◆ **Soal Singkat 1**
Jawablah pertanyaan berikut berdasarkan teks.
(a) Di RT dan RW berapa para wanita anggota kelompok tani itu tinggal?
(b) Bantuan apa saja yang diterima kelompok tani tersebut dengan dukungan Pemkot Yogya?
(c) Menurut Reni, apa yang jarang sekali ditemukan di daerah perkotaan?

◆ **Teks**
Tak sampai disitu, sayuran yang mereka tanam dijamin sehat karena tidak menggunakan pestisida atau antipestiaida.
"Kebun sayur kita mengusung tanaman antipestisida, pestisidanya nabati, jadi insyaallah tanaman organik,” tandasnya.
Ia bercerita Kelompok Tani ini merupakan kelompok tani yang terdiri dari para wanita yang tinggal di RT 23 RW 05 Kelurahan Prenggan, Kemantren Kotagede, Kota Yogya. Kelompok tani ini terbentuk berawal dari hobi menanam yang dilakukan oleh warga setempat.
“Kita awalnya dari kelompok tani ibu-ibu yang suka menanam dan didukung oleh Pemkot Yogya, kami mendapatkan bantuan berupa media, bibit tanaman, dan pelatihan. Awalnya seperti itu,” bebernya.
Reni mengungkapkan tidak mudah untuk mencari ibu rumah tangga yang memang suka menanam, apalagi mereka yang berdomisili di daerah perkotaan, karena di daerah perkotaan jarang sekali ditemukan kebun atau sawah untuk menanam.
"Beda halnya dengan di daerah pedesaan, pasti lebih banyak kebun atau sawah dibandingkan di daerah perkotaan. Apalagi mata pencaharian warga pedesaan adalah bertani, jadi tidak mengherankan jika dari kecil mereka sudah suka menanam," katanya.
Namun, katanya, hal tersebut justru memberikan motivasi lebih untuk warga Kelurahan Prenggan yang notabene berada di wilayah perkotaan untuk membuktikan bahwa mereka juga tidak kalah dengan warga pedesaan.

◆ **Soal Singkat 2**
Tuliskan kembali tanpa perubahan bagian catatan yang dimulai dari baris pertama catatan dan berakhir pada baris yang memuat "[[440, 300], [369, 342], [291, 97]]", termasuk kedua baris batas tersebut.

◆ **Catatan Data**
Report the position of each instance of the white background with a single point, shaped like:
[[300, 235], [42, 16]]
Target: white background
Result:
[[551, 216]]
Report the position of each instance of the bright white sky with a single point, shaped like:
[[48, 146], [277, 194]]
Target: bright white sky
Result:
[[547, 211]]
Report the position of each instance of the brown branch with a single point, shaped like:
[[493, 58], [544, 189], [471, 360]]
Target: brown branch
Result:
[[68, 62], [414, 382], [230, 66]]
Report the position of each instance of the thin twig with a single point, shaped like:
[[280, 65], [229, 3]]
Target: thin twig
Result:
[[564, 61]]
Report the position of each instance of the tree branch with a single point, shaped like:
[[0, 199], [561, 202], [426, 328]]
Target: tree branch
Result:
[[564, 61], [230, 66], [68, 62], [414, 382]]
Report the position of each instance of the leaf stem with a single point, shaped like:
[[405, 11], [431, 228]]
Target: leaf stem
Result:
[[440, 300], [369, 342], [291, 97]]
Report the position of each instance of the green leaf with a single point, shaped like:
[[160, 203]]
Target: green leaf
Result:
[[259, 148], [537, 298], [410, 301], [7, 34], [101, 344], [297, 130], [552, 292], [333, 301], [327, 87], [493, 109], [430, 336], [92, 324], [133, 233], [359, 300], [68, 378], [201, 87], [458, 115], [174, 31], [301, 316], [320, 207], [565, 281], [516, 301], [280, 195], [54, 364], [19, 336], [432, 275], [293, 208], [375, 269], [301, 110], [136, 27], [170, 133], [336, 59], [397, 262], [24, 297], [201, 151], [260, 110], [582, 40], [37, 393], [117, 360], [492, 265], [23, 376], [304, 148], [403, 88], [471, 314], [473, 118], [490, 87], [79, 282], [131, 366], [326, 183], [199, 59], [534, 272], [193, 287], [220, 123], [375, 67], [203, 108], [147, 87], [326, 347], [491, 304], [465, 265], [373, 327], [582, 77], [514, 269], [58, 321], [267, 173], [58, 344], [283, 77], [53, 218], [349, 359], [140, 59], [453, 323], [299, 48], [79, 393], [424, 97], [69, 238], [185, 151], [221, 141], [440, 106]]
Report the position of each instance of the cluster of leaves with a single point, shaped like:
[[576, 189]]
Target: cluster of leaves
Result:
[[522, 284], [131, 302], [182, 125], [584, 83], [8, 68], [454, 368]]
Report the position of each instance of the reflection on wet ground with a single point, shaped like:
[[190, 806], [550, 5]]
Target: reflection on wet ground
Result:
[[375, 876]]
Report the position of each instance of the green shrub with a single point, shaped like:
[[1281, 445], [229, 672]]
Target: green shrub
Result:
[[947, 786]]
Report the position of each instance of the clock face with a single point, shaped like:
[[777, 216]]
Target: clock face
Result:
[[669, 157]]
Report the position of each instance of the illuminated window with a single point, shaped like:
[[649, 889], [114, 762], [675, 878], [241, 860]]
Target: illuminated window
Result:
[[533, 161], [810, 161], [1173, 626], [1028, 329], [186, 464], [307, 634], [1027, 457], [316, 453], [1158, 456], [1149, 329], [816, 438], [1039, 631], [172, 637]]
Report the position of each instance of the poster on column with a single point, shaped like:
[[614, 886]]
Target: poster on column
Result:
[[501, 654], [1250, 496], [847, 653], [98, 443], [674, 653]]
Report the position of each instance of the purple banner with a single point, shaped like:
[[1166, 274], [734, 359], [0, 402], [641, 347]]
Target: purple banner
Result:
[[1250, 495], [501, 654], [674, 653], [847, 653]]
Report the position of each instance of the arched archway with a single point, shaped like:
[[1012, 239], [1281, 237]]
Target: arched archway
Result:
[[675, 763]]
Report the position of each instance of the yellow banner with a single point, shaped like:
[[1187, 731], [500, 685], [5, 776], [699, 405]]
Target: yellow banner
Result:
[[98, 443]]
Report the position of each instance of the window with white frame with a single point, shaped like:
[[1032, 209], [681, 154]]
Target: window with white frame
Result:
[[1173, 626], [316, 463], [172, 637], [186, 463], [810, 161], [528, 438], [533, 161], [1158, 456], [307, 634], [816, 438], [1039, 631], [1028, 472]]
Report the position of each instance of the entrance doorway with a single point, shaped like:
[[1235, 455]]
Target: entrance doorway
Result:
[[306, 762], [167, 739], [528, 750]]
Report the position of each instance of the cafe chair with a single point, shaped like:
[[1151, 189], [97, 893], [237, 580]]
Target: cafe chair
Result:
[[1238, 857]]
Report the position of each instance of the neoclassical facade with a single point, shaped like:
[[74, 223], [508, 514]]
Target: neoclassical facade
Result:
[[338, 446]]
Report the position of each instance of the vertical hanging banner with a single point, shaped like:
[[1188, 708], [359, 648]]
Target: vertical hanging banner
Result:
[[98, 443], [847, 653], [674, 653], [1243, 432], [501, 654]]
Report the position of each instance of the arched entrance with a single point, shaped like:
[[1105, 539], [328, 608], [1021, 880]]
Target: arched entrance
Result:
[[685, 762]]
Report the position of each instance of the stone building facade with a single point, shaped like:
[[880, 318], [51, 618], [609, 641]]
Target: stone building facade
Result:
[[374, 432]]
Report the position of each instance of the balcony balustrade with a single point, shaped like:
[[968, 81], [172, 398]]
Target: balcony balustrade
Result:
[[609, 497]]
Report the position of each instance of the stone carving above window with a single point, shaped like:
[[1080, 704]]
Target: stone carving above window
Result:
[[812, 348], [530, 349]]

◆ **Hasil Latihan 1**
(a) RT 23 RW 05, Kelurahan Prenggan.
(b) Media, bibit tanaman, dan pelatihan.
(c) Kebun atau sawah untuk menanam.

◆ **Hasil Latihan 2**
Report the position of each instance of the white background with a single point, shaped like:
[[300, 235], [42, 16]]
Target: white background
Result:
[[551, 216]]
Report the position of each instance of the bright white sky with a single point, shaped like:
[[48, 146], [277, 194]]
Target: bright white sky
Result:
[[547, 211]]
Report the position of each instance of the brown branch with a single point, shaped like:
[[493, 58], [544, 189], [471, 360]]
Target: brown branch
Result:
[[68, 62], [414, 382], [230, 66]]
Report the position of each instance of the thin twig with a single point, shaped like:
[[280, 65], [229, 3]]
Target: thin twig
Result:
[[564, 61]]
Report the position of each instance of the tree branch with a single point, shaped like:
[[0, 199], [561, 202], [426, 328]]
Target: tree branch
Result:
[[564, 61], [230, 66], [68, 62], [414, 382]]
Report the position of each instance of the leaf stem with a single point, shaped like:
[[405, 11], [431, 228]]
Target: leaf stem
Result:
[[440, 300], [369, 342], [291, 97]]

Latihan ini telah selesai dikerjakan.